Extrait à lire »
Affaire Madiambal : un sursis à statuer qui doit entraîner la libération de sa famille prise en otage (Par Pr Cheikh Faye)

La Chambre de l’instruction de la Cour d’appel de Versailles a vidé son délibéré, dans l’affaire de la demande d’extradition faite par le Sénégal à l’encontre de Madiambal Diagne, en décidant, le mardi 25 novembre 2025, d’un sursis à statuer, le temps d’obtenir, de l’État sénégalais, d’ici le 21 janvier 2026, de plus amples informations sur sa demande avant de rendre un jugement définitif le 3 février 2026.
En termes simples, la décision de sursis à statuer est une mesure, prise par un juge, qui suspend une affaire pour un temps déterminé ou jusqu’à la survenance d’un événement prévisible. En droit positif français, il peut être obligatoire (s’impose au juge) ou facultatif (laissé à l’appréciation du juge). Dans ce dernier cas, le juge prend la décision de sursis à statuer pour répondre à un impératif de bon déroulement du procès, donc d’un souci d’une bonne administration de la justice.

Lignes de données »
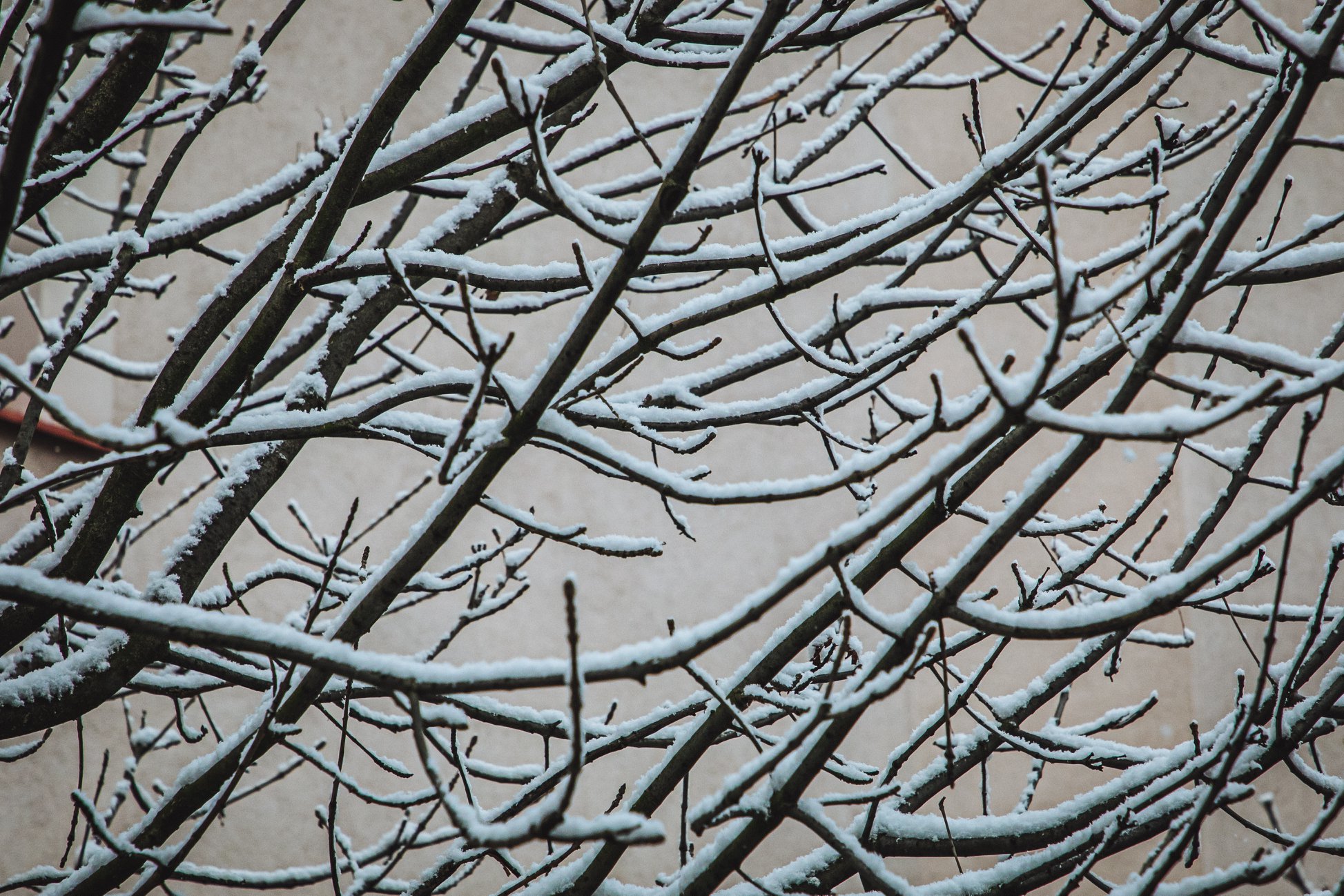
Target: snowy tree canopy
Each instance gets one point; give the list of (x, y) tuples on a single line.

Consignes »
**1)** D'après le texte sur l'affaire Madiambal :
(a) Quelle juridiction a décidé du sursis à statuer ?
(b) Avant quelle date l'État sénégalais doit-il fournir de plus amples informations ?
(c) Selon le droit positif français, sous quelles deux formes le sursis à statuer peut-il se présenter ?
**2)** Écrivez la suite du texte sur l'affaire Madiambal, en partant de sa dernière phrase.

Réponses »
**1)**
(a) La Chambre de l'instruction de la Cour d'appel de Versailles.
(b) Le 21 janvier 2026.
(c) Il peut être obligatoire, s'imposant au juge, ou facultatif, laissé à l'appréciation du juge.

**2)**
Selon la législation en France, toute demande d’extradition adressée au gouvernement français doit être accompagnée notamment soit d’un jugement ou d’un arrêt de condamnation, soit d’un acte de procédure pénale renvoyant la personne poursuivie devant une juridiction répressive, soit d’un mandat d’arrêt, pourvu que ces derniers actes renferment l’indication précise du fait pour lequel ils sont délivrés et la date de ce fait. Ces actes doivent être produits en original ou en copie certifiée conforme.
En prenant connaissance du dossier que leur a soumis l’État sénégalais, les juges français en sont arrivés à la conclusion que celui-ci ne contient pas d’éléments factuels, matériellement établis, qui indiquent, clairement, les faits reprochés au sieur Madiambal Diagne, ni les dates de commission de ces faits conformément aux exigences de la législation française. En termes clairs, cela voudrait dire que le dossier transmis par l’État du Sénégal serait vide ! Un camouflet de plus pour celui-ci, qui déteint sur la crédibilité de la justice sénégalaise et qui fait peur quant à la légèreté ayant conduit à une telle déconvenue.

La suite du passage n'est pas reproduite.